- SET PROBLEM A
List every line that the quoted diff in the patch discussion adds to the comment (the lines marked with "+"), without the diff and quote markers.
- SET PROBLEM B
Translate this sentence from the patch discussion into Spanish: "For such devices, user could use the bdf information to check if affected device is opened by the user."
- SET PROBLEM C
In the patch discussion, what is dev_id described as the output of?

-- Start SELECTION --

[Intel-gfx] [PATCH v3 12/12] vfio/pci: Report dev_id in VFIO_DEVICE_GET_PCI_HOT_RESET_INFO

Thu Apr 6 05:31:55 UTC 2023

Hi Eric,

> From: Eric Auger <eric.auger at redhat.com>
> Sent: Thursday, April 6, 2023 1:58 AM
[...]
> >>>> diff --git a/include/uapi/linux/vfio.h b/include/uapi/linux/vfio.h
> >>>> index 25432ef213ee..5a34364e3b94 100644
> >>>> --- a/include/uapi/linux/vfio.h
> >>>> +++ b/include/uapi/linux/vfio.h
> >>>> @@ -650,11 +650,32 @@ enum {
> >>>>   * VFIO_DEVICE_GET_PCI_HOT_RESET_INFO - _IOWR(VFIO_TYPE, VFIO_BASE +
> 12,
> >>>>   *					      struct vfio_pci_hot_reset_info)
> >>>>   *
> >>>> + * This command is used to query the affected devices in the hot reset for
> >>>> + * a given device.  User could use the information reported by this command
> >>>> + * to figure out the affected devices among the devices it has opened.
> the 'opened' terminology does not look sufficient here because it is not
> only a matter of the device being opened using cdev but it also needs to
> have been bound to an iommufd, dev_id being the output of the
> dev-iommufd binding.
> 
> By the way I am now confused. What does happen if the reset impact some
> devices which are not bound to an iommu ctx. Previously we returned the
> iommu group which always pre-exists but now you will report invalid id?

For such devices, user could use the bdf information to check if
affected device is opened by the user. If yes, do some necessary
preparation on the device before issuing hot reset.

-- End SELECTION --
-- Start GIVEN RECORDS --

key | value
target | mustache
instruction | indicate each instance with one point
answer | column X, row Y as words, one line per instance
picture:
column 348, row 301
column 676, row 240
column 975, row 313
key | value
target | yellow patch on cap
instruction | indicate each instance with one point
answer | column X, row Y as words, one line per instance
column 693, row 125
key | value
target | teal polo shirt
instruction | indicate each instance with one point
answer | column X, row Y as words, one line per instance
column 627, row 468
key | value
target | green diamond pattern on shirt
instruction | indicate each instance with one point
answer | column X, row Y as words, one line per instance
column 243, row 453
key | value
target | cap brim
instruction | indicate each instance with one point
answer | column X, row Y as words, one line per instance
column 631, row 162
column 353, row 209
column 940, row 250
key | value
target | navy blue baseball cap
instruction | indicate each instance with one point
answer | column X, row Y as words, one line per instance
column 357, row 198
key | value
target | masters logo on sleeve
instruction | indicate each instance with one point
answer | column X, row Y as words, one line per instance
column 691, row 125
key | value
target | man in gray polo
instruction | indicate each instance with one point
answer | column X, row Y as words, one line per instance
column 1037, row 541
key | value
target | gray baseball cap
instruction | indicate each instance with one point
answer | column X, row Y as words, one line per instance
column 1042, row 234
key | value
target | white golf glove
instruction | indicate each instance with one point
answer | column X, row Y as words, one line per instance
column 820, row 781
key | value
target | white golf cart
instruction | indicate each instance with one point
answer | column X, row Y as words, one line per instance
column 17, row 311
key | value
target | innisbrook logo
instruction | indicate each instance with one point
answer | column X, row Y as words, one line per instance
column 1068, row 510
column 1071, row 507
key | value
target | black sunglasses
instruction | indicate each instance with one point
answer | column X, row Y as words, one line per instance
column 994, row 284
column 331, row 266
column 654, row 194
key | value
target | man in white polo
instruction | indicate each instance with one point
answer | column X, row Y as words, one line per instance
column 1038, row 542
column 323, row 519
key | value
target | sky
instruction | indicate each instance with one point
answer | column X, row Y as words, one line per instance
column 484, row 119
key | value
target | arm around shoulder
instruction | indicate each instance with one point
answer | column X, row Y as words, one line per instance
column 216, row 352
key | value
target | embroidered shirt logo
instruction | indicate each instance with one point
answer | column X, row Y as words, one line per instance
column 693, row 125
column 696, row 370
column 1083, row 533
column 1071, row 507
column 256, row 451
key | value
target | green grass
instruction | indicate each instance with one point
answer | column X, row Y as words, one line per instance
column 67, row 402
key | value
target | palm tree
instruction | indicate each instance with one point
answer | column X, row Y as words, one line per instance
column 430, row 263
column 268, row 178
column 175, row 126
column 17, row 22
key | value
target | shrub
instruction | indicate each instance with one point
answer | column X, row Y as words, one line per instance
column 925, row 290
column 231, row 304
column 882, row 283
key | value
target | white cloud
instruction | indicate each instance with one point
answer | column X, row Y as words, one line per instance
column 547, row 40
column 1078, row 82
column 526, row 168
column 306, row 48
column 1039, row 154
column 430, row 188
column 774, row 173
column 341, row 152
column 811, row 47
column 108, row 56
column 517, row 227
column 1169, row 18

-- End GIVEN RECORDS --

- WRITTEN ANSWER A
This command is used to query the affected devices in the hot reset for
a given device.  User could use the information reported by this command
to figure out the affected devices among the devices it has opened.

- WRITTEN ANSWER B
Para tales dispositivos, el usuario podría usar la información bdf para comprobar si el dispositivo afectado está abierto por el usuario.

- WRITTEN ANSWER C
The dev-iommufd binding.